§ Provided text

--

The original building was 80 by 100 feet and was made up by two stories plus a basement. Architecturally, it was designed in an eclectic mixture of French Second Empire style and Neo Romanesque with some neoclassical elements such as Ionic columns of the little portico and a somewhat classical cornice with a dentil course below the soffit. The basement housed the engine-room, the department of mechanical engineering, storage chemicals storage, and the metallurgical laboratory. The first floor housed the department of Physics and Chemistry, and a part of a museum. In the back of the museum was the grand staircase leading to the second floor, where the rest of the museum was housed, containing showcase cabinets of natural history, geology, mineralogy, botany, antiquities, and more. The rest of the second floor contained lecture rooms for the geology and mineralogy on the south side and of those for botany, physiology, and zoology on the north.

In 1924 architecture professors Vincent Fagan and Francis Kervick designed an addition to the east side of the building and construction started in June, with the project completed in time for the opening of classes in the fall. The addition contained 24 classrooms and laboratories and was designed to fit into the architectural style of the original building.

--

§ Source information
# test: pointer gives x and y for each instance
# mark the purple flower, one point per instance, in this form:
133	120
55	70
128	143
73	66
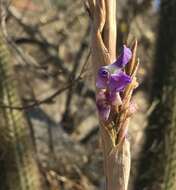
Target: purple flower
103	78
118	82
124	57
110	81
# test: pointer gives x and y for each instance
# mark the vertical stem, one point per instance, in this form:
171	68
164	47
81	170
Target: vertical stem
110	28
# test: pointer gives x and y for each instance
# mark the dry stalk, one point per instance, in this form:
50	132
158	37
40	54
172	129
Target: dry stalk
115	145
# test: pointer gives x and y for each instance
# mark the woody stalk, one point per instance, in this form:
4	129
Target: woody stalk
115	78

--

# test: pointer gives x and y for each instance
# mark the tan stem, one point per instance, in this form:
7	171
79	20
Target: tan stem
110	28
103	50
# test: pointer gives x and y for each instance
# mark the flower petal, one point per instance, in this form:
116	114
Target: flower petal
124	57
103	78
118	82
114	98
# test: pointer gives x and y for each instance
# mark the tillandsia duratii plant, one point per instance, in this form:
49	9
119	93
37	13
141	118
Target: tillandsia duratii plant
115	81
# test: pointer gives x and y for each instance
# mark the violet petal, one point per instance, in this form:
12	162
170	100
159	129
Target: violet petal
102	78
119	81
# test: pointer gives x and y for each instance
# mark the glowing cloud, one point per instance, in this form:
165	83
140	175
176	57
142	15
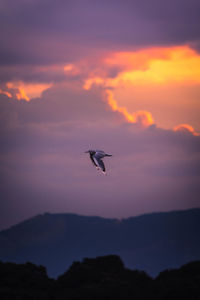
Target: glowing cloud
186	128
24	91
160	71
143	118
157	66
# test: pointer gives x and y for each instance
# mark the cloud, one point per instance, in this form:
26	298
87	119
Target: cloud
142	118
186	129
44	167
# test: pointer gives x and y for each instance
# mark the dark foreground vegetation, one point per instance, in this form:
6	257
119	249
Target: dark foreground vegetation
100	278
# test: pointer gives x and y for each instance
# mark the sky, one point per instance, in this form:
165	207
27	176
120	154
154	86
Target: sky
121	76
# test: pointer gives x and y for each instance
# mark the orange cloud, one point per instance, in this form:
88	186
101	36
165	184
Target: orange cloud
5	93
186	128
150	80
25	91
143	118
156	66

--

§ Work order 1
In the passage about the building, rewrite the stretch from "In 1924 architecture" through "the original building.", replacing "addition" with "extension".
§ Work order 2
Decide whether each statement agrees with the passage about the building, answering yes or no and quoting the words of the passage that settle it: (a) The basement held the metallurgical laboratory. (b) Construction of the addition began in September. (c) The addition had 24 classrooms and laboratories.
§ Work order 3
Carry on the passage about the building from its last sentence.

§ Task response 1
In 1924 architecture professors Vincent Fagan and Francis Kervick designed an extension to the east side of the building and construction started in June, with the project completed in time for the opening of classes in the fall. The extension contained 24 classrooms and laboratories and was designed to fit into the architectural style of the original building.

§ Task response 2
(a) Yes: "The basement housed the engine-room, the department of mechanical engineering, storage chemicals storage, and the metallurgical laboratory."
(b) No: "construction started in June"
(c) Yes: "The addition contained 24 classrooms and laboratories"

§ Task response 3
In the mid-1930s, Notre Dame built its first particle accelerator in the basement of Cushing Hall, but this instrument was not powerful enough and the university contracted to purchase an eight-million-volt machine in 1940. A vault in the basement of the Science Hall to host such machine and was completed in 1941. When installed, it was the largest particle accelerator built to date and it was on-line by the time the United States entered World War II. In 1944, the Manhattan Project took over the operation of Notre Dame's accelerator, nicknamed the "atom smasher".

=== Student Center (1952-) ===
When the new and larger Nieuwland Hall of Science was completed in 1952, the building was converted to a student union building and named LaFortune Center, after Joseph Aloysius LaFortune, an oil executive from Tulsa, Oklahoma, who donated $135,000. The renovation was directed by architecture professors Frank Montana and Robert Schultz. The new student center featured a main ball room upstairs, a lower lounge, ten meeting rooms, a television room, a movie theatre, the manager ' s office, offices for the Student Senate and offices for the Vice President in Charge of Student Affairs, game rooms, and offices for Campus Clubs. The official opening took place at 1953 homecoming weekend and featured the Sophomore cotillion September 23.

The 1924 addition continued to be used by the science department until 1956. The LaFortune family gave an additional $125,000 for the additional renovation, which featured offices for Scholastic and Dome offices, a second-floor lounge, basement recreation rooms and the new Huddle, which previously was located in Washington Hall annex and opened in its new location on Tuesday, February 26, 1957.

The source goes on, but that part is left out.